[Records drawn from a dataset]
################

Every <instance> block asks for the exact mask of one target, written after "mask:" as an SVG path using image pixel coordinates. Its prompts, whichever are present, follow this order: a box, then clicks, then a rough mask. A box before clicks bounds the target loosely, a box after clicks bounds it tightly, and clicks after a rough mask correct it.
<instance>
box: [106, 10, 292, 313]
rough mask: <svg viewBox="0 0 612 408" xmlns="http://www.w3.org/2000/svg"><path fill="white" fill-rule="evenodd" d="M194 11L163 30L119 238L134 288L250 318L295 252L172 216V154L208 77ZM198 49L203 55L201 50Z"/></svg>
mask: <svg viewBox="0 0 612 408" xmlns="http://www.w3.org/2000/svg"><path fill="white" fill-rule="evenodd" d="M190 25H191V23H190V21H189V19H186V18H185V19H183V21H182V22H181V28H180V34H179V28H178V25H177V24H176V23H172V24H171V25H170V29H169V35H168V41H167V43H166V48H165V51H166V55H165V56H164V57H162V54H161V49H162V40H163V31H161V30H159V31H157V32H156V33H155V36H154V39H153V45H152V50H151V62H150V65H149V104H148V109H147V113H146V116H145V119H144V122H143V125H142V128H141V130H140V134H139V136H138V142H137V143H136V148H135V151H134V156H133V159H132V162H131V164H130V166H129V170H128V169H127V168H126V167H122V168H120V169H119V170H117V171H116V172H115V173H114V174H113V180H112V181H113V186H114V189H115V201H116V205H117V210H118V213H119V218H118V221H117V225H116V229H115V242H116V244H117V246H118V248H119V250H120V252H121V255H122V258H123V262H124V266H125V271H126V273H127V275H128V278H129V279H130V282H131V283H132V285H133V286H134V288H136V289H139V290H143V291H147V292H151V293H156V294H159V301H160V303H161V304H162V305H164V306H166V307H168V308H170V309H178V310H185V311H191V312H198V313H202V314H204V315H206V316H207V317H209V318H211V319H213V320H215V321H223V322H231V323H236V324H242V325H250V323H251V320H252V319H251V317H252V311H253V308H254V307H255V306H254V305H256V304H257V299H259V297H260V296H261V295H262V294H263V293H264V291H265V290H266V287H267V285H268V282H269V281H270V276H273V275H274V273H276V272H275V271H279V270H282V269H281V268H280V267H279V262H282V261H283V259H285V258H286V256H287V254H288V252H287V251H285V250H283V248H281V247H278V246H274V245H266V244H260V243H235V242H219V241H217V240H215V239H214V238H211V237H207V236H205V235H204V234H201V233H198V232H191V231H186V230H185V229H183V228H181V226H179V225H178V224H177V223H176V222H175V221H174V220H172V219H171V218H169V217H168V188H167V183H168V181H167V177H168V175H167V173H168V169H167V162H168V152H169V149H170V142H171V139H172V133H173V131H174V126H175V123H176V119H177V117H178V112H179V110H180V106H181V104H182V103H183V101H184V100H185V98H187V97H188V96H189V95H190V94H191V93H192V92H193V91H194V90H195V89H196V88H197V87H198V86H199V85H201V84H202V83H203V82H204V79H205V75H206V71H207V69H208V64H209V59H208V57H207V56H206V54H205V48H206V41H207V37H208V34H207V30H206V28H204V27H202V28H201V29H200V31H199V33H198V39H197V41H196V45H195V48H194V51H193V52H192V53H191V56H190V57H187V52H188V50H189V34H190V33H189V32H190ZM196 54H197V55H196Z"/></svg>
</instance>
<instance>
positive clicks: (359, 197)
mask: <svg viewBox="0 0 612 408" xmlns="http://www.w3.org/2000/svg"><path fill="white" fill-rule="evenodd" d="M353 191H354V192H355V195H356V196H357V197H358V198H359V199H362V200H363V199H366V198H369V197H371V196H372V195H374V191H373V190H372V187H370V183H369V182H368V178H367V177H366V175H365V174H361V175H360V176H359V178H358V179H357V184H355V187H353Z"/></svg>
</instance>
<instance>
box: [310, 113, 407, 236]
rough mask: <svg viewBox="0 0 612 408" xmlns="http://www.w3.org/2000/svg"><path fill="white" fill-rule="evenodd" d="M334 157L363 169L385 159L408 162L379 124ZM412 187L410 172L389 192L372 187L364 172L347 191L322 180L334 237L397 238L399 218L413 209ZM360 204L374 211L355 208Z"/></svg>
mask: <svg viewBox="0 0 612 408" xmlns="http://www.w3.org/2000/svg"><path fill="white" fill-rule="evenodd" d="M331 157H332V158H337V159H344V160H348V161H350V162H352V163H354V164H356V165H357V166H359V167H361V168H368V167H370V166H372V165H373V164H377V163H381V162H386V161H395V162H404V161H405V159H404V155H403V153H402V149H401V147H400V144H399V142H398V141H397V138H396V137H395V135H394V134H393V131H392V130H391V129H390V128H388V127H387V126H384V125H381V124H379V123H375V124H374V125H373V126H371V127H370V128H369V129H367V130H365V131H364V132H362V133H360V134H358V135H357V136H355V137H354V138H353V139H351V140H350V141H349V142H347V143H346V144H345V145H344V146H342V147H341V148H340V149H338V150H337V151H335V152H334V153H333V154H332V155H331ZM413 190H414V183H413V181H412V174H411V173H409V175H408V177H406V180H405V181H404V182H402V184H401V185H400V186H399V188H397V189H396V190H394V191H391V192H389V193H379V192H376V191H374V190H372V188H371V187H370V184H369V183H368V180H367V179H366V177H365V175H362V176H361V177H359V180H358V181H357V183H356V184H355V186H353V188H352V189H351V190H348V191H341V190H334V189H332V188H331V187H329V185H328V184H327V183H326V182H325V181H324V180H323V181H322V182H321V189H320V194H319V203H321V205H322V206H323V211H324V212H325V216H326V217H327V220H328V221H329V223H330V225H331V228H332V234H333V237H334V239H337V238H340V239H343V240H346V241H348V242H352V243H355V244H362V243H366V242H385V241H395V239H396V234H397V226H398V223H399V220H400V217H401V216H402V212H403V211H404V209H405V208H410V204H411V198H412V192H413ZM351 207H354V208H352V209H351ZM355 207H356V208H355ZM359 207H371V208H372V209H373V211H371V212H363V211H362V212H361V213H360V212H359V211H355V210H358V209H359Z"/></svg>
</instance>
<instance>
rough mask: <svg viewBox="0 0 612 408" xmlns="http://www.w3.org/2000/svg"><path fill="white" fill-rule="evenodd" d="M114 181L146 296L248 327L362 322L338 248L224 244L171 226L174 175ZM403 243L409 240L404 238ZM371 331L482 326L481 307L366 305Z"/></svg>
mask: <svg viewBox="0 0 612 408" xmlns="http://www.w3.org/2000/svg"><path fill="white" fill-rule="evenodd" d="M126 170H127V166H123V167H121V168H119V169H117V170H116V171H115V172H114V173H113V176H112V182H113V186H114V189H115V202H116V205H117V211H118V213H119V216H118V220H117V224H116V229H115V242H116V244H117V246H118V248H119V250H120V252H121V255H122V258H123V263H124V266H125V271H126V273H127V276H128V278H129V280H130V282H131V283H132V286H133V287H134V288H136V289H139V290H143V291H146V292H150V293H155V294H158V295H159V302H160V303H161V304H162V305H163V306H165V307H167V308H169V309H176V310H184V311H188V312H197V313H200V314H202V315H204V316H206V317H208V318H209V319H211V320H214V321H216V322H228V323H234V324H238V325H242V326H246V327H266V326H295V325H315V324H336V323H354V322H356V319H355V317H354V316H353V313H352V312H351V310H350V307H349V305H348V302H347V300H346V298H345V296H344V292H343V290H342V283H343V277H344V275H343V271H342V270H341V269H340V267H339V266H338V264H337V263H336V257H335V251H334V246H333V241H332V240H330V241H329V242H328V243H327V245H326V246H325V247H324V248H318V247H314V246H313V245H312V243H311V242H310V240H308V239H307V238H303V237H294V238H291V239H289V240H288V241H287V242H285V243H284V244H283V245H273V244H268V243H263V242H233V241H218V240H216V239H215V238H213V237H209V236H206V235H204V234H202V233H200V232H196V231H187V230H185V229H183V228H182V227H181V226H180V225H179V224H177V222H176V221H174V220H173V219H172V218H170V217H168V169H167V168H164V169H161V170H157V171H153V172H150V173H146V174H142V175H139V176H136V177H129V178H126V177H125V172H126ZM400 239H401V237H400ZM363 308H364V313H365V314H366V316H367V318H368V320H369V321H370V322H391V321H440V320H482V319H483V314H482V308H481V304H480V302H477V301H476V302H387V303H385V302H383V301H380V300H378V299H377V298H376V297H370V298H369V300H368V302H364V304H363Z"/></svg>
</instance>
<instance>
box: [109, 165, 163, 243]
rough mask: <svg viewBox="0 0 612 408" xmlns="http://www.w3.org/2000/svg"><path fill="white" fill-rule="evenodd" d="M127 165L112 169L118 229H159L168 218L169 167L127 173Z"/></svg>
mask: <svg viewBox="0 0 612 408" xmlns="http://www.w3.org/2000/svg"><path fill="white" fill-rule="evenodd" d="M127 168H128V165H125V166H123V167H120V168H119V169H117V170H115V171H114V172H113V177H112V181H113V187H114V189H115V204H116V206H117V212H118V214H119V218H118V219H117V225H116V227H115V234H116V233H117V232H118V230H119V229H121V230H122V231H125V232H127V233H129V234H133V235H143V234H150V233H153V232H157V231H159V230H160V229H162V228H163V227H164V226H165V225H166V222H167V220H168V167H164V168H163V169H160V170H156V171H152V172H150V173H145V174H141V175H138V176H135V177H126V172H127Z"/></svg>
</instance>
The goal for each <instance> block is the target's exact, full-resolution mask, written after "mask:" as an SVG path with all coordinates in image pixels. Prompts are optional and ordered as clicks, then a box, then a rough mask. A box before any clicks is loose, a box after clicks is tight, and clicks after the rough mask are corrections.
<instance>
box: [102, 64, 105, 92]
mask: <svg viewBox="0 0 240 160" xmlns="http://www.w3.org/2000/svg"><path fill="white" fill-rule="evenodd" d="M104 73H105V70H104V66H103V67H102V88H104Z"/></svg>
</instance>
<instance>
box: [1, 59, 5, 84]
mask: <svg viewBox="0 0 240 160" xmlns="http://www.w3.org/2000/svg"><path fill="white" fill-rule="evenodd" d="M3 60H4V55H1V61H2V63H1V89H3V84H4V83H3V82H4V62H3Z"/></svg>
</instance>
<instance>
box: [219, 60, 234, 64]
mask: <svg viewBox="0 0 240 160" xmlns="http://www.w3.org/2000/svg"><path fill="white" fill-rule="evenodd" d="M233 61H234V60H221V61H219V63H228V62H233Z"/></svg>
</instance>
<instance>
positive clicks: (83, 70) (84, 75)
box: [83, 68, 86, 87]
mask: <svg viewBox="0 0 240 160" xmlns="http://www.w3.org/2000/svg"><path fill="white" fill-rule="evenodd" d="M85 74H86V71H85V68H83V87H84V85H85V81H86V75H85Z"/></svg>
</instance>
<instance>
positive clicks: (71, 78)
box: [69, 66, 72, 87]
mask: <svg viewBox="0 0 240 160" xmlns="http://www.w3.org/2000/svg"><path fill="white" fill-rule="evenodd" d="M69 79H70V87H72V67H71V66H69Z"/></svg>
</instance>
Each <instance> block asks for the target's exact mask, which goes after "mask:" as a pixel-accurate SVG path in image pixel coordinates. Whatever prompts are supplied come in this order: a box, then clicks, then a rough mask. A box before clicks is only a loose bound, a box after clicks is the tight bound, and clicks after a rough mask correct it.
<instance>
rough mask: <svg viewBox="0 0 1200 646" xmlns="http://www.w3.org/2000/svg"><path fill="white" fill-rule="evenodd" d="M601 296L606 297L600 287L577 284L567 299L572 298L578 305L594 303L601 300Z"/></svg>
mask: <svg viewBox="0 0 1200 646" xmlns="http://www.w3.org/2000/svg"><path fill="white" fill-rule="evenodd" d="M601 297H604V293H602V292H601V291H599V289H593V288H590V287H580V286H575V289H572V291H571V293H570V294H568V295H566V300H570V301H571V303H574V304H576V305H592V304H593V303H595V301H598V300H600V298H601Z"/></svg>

################

> _Exercise objective_
Search the records for the word "asks" and return every line that holds it.

> _Response to the exercise_
Every <instance> block asks for the exact mask of one target, written after "mask:" as an SVG path using image pixel coordinates. Its prompts, whichever are present, follow this order: a box, then clicks, then a rough mask. A box before clicks bounds the target loosely, a box after clicks bounds it tightly, and clicks after a rough mask correct it.
Each <instance> block asks for the target's exact mask, which goes after "mask:" as a pixel-accurate SVG path in image pixel coordinates. Whatever prompts are supplied come in this order: a box, then clicks, then a rough mask. A box before clicks is only a loose bound, a box after clicks is the tight bound, and clicks after a rough mask correct it.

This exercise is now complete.